* WORK ORDER *
Print the part of the Natalie du Toit article that starts with "She finally realized" and goes on through "the able-bodied Olympics.", copied word for word.

##### EXCERPT

- Swimmer Natalie du Toit is the first female amputee to ever compete at the Olympics
- She’s won gold medals at the Paralympics and the Commonwealth Games
- South African du Toit plans to retire after the London 2012 Olympic Games
Every week CNN International’s African Voices highlights Africa’s most engaging personalities, exploring the lives and passions of people who rarely open themselves up to the camera.
(CNN) — A horrific motor accident led to the partial amputation of one of her legs but that was never enough to stop South African swimming heroine Natalie du Toit from realizing her ambitions.
Possessed of natural talent, du Toit had dreamed of competing in the Olympics ever since she was a little girl.
Her rise to athletic stardom began in 1998, when she represented South Africa at the Commonwealth Games at the age of just 14.
But three years later, du Toit’s Olympic dream seemed to shatter when she was hit by a car while riding her scooter. The collision led to the amputation of du Toit’s left leg at the knee.
However, the accident did little to sink her ambitions. Even as she lay in hospital, the then 17-year-old swimmer refused to give up on her dream.
“My parents and a couple of friends kept saying that I was pulling myself up on those triangles that are above the bed, saying that I need to keep training, because my Olympic trials are coming up,” recalls du Toit.
“Back in my mind I never ever wanted to give up swimming, it was something that I would carry on with,” she says.
Imbued with unrelenting spirit, du Toit refused to allow an amputation to deter her from her plans.
After spending several months in physical training she returned to competitions and in 2004 — just three years after her accident — she won five gold medals at the Paralympic Games in Athens.
She finally realized her ultimate goal in 2008 in Beijing, when she made history by becoming the first female amputee swimmer ever to qualify for the able-bodied Olympics.
“Qualifying for the Olympic Games was one of those moments where you just cry because it was like you’ve climbed Mount Everest,” says du Toit.
“It kind of feels like the end of the world almost,” she adds. “It’s a sigh of relief, it’s all the hard work, it’s everything that everybody believed I could do.”
She completed her race finishing 16th out of 24 in the 10,000 meter swim and returned back to South Africa, disappointed in her performance.
In the same year, she won another five gold medals at the Paralympics, marking an amazing comeback for an unyielding athlete determined to follow her dream.
Her unique achievements have turned du Toit into an inspirational figure for many in South Africa and beyond.
Among the first people to recognize her feats was Nelson Mandela, while former South African president Thabo Mbeki praised her for being an inspiration to the nation
And last year, the marathon swimmer was recognized at the Laureus awards for “breaking down the barriers between disabled and able-bodied sport.”
It’s all a far cry from her first moments back into the swimming pool after her accident.
–Natalie du Toit, swimmer
“I still remembered how to swim, but it was weird doing a tumble turn and only having one leg,” du Toit recalls.
“I got back in and started in the lane with the youngsters and I remember being the youngster beating all the older kids. Now I was the older kid that all the youngsters were beating, so I wanted to move my way up to the fastest lane again, and that was what I did.”

##########
##### DATA EXCERPTS

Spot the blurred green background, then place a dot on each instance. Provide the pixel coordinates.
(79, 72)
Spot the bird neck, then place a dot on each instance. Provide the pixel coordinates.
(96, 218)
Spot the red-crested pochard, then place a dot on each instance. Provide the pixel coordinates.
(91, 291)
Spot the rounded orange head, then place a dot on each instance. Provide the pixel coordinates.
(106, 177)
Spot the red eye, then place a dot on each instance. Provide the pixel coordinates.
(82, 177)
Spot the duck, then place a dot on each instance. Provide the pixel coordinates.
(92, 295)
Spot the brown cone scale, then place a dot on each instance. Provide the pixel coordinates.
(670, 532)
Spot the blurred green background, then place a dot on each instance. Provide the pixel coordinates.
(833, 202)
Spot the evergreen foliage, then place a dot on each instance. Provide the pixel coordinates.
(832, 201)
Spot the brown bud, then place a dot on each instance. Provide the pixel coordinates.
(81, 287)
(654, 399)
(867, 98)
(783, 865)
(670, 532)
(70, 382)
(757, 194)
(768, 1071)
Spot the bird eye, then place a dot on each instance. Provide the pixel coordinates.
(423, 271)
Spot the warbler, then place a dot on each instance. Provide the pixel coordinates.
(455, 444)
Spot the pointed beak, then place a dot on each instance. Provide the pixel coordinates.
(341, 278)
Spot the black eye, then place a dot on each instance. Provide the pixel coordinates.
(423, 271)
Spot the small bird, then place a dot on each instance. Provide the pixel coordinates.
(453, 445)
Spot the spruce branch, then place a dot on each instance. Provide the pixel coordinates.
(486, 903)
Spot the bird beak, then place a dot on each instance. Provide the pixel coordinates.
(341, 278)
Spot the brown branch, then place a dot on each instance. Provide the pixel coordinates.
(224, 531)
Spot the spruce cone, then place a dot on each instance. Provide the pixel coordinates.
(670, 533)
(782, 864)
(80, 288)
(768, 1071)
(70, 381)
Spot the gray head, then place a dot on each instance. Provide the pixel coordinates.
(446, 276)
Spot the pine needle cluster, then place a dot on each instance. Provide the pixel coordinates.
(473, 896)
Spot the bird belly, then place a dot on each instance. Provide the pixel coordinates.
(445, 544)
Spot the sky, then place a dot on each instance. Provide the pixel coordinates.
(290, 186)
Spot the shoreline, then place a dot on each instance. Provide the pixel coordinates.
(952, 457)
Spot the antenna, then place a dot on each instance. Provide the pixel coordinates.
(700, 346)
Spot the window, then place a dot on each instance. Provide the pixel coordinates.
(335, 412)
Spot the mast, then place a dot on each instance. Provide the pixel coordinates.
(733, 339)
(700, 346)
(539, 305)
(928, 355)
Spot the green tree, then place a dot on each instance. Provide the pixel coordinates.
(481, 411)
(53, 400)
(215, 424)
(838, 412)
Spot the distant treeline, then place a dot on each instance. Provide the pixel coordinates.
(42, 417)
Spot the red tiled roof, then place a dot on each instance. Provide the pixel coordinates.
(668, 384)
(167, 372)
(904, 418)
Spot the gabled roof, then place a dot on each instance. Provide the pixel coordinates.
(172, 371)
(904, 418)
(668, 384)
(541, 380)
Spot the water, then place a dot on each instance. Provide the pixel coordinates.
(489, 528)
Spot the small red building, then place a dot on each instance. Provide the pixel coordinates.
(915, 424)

##########

* PROBLEM SOLUTION *
She finally realized her ultimate goal in 2008 in Beijing, when she made history by becoming the first female amputee swimmer ever to qualify for the able-bodied Olympics.